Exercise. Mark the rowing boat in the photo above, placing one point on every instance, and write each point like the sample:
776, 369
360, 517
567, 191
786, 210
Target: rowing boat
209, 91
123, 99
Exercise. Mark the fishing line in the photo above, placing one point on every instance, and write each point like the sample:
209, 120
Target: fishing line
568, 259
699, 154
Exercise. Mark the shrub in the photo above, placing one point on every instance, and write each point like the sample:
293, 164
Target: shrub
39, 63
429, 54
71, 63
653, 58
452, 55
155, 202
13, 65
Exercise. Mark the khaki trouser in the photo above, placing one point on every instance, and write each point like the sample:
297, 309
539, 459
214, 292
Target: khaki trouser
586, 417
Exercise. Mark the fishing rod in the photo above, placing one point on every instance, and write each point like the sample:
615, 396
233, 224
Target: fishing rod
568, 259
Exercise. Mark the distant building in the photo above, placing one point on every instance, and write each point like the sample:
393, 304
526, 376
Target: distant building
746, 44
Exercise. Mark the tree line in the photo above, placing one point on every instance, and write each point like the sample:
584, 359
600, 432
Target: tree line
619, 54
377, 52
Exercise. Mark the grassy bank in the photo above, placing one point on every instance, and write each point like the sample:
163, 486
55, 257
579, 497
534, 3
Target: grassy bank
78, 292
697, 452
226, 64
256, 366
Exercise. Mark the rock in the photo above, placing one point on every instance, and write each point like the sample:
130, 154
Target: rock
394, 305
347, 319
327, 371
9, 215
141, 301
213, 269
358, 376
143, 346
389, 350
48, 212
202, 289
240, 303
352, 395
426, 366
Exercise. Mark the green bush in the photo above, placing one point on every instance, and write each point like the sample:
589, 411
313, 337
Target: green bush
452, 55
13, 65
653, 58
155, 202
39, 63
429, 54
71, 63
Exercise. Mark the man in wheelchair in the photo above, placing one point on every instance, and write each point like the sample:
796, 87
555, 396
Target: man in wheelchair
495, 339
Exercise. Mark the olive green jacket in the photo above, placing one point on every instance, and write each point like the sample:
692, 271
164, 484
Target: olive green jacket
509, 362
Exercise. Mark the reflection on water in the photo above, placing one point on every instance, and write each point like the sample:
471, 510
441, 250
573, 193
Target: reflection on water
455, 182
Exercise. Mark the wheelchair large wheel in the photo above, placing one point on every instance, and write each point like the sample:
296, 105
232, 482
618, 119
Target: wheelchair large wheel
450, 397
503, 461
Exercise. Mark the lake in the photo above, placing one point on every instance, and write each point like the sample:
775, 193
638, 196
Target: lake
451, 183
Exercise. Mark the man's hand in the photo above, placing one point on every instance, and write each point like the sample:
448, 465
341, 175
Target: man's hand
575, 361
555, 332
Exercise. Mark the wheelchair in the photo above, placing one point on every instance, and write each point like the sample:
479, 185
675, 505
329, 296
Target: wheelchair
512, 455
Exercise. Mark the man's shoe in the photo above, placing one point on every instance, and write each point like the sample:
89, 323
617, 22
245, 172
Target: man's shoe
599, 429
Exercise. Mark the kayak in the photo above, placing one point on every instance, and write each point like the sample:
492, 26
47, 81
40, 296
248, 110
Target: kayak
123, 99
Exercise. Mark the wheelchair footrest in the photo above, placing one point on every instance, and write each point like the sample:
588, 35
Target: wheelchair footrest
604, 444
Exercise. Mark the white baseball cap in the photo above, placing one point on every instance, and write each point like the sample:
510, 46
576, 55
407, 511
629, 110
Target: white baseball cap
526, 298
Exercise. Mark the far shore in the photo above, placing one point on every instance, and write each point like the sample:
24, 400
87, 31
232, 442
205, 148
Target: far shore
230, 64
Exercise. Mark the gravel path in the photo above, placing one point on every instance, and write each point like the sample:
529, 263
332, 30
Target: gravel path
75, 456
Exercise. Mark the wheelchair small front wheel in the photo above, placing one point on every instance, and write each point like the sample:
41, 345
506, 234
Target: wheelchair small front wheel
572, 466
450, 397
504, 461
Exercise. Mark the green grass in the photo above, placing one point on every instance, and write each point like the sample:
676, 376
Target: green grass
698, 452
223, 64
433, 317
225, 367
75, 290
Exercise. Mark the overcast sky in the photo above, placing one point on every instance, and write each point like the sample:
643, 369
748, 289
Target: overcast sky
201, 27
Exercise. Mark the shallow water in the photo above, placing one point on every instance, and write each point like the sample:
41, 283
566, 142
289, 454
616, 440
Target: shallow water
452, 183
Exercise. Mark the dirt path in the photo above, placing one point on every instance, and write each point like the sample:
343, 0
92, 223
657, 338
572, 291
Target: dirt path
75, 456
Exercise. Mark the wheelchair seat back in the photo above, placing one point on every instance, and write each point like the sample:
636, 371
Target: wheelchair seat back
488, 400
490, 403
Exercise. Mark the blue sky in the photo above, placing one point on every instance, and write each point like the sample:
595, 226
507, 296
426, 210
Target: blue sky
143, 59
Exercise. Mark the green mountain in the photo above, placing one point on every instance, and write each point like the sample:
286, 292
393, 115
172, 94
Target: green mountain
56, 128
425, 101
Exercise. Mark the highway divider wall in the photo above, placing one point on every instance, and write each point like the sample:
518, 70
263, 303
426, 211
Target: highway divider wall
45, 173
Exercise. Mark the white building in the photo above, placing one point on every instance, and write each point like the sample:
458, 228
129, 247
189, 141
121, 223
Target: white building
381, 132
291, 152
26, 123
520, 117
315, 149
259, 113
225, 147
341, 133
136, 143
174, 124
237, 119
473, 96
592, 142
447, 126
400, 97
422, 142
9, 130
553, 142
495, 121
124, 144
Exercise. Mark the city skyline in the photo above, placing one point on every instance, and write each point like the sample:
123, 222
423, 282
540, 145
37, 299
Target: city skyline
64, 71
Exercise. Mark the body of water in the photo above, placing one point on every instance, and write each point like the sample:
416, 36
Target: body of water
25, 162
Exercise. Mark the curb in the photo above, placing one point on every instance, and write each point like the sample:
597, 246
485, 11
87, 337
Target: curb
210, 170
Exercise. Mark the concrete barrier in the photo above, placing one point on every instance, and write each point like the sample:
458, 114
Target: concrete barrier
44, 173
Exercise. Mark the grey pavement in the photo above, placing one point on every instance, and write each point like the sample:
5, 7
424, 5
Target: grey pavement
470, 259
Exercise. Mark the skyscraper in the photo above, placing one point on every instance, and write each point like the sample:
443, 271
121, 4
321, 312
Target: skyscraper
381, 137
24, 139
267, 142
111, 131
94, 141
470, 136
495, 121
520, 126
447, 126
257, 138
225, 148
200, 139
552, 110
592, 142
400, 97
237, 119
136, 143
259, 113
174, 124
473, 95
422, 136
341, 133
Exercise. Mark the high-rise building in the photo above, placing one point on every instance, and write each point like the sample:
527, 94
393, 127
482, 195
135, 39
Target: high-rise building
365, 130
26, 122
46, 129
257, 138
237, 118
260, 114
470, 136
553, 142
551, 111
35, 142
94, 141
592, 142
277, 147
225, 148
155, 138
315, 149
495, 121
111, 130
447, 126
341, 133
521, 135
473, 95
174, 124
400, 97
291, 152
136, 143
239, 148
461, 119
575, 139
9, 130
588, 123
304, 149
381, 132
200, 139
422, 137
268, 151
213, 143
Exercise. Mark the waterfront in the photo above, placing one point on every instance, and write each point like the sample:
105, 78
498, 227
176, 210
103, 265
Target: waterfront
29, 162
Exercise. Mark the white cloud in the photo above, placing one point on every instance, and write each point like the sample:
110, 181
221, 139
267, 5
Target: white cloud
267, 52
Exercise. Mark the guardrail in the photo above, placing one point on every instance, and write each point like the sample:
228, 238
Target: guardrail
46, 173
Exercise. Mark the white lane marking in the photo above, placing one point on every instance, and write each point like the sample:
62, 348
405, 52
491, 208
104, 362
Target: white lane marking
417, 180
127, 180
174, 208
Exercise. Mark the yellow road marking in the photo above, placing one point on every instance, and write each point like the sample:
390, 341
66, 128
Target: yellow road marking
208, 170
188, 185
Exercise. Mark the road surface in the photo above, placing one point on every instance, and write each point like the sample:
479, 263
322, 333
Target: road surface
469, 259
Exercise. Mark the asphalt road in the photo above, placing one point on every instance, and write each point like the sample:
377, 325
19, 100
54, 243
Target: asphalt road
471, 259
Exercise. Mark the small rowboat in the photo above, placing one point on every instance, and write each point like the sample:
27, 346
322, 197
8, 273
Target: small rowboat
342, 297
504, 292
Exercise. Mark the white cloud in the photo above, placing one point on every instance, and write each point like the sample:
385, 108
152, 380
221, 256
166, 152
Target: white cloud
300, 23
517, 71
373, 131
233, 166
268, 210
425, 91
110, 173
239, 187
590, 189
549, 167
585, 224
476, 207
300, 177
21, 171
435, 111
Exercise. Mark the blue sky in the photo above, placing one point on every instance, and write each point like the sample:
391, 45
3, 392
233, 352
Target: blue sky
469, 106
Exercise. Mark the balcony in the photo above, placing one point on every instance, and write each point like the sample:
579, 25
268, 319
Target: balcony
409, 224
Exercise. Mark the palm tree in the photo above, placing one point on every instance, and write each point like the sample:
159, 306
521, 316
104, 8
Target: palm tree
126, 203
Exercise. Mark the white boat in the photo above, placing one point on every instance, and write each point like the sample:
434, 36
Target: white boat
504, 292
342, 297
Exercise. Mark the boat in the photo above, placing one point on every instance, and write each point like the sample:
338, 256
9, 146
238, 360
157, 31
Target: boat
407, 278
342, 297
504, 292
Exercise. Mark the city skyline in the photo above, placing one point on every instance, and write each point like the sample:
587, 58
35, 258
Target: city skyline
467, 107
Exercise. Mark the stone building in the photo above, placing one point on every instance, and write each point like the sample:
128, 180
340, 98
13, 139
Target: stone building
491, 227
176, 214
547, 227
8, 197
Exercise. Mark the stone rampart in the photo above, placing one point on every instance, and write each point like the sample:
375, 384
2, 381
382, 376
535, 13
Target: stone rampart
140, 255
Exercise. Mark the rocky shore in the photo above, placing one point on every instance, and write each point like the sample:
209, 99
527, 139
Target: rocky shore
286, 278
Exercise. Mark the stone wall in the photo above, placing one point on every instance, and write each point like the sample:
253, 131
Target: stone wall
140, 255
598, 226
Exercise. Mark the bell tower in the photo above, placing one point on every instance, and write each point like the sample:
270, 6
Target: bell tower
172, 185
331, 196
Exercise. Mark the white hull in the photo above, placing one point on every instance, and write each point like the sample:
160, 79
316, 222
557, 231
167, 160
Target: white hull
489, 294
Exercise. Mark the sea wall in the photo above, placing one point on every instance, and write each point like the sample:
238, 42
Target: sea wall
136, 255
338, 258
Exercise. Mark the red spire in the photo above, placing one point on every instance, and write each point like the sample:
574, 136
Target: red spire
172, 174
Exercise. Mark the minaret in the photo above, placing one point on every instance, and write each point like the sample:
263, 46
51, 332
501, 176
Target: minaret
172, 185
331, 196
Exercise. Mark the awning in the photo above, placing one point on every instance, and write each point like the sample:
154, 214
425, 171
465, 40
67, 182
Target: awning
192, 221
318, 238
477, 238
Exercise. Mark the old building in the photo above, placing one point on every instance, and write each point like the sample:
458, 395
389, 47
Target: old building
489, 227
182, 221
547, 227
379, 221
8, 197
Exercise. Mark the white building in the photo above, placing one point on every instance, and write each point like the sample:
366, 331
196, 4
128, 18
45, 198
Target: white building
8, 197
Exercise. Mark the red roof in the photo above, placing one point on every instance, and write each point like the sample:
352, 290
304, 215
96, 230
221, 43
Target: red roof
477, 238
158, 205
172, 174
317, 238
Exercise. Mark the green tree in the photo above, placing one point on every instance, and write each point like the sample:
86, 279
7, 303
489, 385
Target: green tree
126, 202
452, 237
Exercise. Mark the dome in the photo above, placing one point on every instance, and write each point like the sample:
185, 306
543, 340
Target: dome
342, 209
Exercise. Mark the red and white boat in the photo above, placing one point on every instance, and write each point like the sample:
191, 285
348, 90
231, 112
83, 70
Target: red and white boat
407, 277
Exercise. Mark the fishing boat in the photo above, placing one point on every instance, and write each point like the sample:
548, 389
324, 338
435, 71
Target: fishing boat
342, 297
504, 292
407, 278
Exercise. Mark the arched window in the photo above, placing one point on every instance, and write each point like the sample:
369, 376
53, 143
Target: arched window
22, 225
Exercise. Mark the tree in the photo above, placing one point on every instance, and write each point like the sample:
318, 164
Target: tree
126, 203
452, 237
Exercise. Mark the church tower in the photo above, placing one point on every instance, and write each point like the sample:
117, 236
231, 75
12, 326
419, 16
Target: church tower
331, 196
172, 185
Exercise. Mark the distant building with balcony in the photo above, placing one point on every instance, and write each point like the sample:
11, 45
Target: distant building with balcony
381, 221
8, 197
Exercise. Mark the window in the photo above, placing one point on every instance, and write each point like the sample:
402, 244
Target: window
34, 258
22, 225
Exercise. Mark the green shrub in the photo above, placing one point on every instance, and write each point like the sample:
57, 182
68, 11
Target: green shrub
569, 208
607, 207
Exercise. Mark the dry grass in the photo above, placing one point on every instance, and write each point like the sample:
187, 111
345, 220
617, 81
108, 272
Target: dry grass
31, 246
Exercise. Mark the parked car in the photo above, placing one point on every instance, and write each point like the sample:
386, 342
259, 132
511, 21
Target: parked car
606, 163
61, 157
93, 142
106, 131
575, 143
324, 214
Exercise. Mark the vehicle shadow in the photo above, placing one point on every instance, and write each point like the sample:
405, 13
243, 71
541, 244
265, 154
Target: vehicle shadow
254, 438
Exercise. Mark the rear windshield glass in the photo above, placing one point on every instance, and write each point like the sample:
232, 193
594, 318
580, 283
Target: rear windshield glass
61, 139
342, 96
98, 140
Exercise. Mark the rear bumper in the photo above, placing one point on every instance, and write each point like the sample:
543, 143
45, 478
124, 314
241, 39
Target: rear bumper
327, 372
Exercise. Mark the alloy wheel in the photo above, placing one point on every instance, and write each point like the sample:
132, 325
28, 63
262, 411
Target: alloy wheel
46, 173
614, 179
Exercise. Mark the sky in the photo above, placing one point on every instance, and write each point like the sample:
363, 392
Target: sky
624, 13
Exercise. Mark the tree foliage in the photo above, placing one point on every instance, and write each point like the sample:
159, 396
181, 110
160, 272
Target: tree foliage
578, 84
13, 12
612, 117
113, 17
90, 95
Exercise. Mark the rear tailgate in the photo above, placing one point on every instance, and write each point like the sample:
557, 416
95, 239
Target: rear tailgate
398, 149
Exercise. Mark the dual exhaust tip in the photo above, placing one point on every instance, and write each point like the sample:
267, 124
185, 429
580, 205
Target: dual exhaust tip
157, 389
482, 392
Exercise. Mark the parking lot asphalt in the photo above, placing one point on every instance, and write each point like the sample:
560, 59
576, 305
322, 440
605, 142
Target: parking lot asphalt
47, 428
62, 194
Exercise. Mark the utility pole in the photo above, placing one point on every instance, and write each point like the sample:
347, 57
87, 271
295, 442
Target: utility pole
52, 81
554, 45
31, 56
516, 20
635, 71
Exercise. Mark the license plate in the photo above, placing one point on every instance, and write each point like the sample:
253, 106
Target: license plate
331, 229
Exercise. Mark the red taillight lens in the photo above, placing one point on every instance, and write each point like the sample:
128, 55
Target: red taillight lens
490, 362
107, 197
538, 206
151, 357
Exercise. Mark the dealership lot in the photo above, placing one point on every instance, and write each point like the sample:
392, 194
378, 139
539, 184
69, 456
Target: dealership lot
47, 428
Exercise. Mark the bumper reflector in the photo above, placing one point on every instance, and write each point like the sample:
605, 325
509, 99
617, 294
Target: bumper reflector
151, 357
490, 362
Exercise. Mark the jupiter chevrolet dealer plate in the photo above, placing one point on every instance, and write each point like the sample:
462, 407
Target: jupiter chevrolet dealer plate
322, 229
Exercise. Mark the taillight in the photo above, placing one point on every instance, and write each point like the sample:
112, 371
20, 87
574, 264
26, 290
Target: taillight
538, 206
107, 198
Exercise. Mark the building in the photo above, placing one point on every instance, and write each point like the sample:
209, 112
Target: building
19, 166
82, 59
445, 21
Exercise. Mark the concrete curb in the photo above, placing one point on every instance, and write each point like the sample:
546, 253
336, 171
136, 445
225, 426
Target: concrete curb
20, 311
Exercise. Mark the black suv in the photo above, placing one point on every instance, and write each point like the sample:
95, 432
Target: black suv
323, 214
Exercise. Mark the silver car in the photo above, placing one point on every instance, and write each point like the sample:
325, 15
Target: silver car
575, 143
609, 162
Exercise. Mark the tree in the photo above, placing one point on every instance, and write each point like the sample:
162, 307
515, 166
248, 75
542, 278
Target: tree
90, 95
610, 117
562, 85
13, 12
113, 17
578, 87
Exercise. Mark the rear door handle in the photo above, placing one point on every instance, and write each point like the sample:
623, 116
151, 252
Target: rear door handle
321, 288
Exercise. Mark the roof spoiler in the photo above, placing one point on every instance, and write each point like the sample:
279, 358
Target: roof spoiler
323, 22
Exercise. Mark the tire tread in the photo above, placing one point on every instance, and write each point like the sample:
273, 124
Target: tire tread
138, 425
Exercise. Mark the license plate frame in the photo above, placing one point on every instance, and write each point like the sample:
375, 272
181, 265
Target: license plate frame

# # # #

• What is asked: Copy out the data above, beginning at the line that has "Exercise. Mark the building" and ending with the final line of the data, with the requests included. Multiply every answer coordinate by 2.6 and round it to a whole number, rounding halves up, and leave the numbers in the requests and their samples unchanged.

• Result of this exercise:
Exercise. Mark the building in the photo above, placing one point on every instance, and write each point like the sample:
209, 112
Target: building
49, 432
213, 153
1157, 55
Exercise. Mark the concrete curb in the photo above, placing one point on every instance, and write each point like the sample:
546, 253
336, 171
136, 445
225, 426
Target: concrete curb
52, 809
Exercise. Mark the black suv in the photo above, placing one point on every instance, and write each point like the sample:
95, 432
Target: black suv
840, 556
Exercise. Mark the silver car in the photo above, placing one point on every instance, and write each point like the sample:
325, 15
Target: silver car
1495, 372
1583, 421
Exercise. Mark the tree in the photo above, placing one point on every instance, and write each point like the sample:
162, 307
515, 166
248, 75
542, 278
Target: tree
234, 247
1586, 304
1461, 221
34, 31
294, 44
1503, 226
Exercise. Mark the rear door handle in the photo above, placing one point on every instance, and write each point like the sample:
623, 116
151, 252
Target: rear door handle
835, 749
Exercise. Mark the roof spoiler in the photo above, placing one point on every instance, and write each point like the sample:
279, 358
Target: roof spoiler
840, 57
Exercise. Mark the tire tread in the photo above, placing one point on every instance, and write each point like the sample:
273, 124
Target: tire tread
359, 1105
Exercise. Mark the license plate frame in the photo above, placing one point on every instance, and write each point like the sample:
375, 272
181, 265
Target: license plate frame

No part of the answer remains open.